THE REQUEST:
Please pick out each line of the material that contains the word "point" and copy those lines in order.

EXTRACTED DATA:
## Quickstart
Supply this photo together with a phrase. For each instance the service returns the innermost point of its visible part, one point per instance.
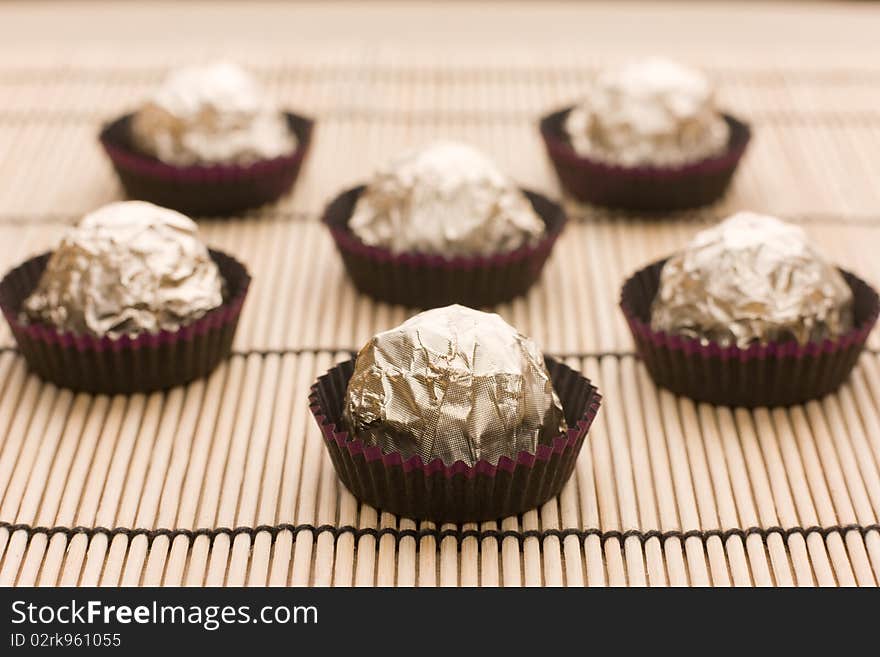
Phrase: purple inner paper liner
(642, 188)
(455, 492)
(128, 364)
(773, 374)
(428, 281)
(200, 190)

RIGHT ANSWER:
Supply this photo together with a phrase. For each instance the service returns the innermost point of its visible part, one point per instance.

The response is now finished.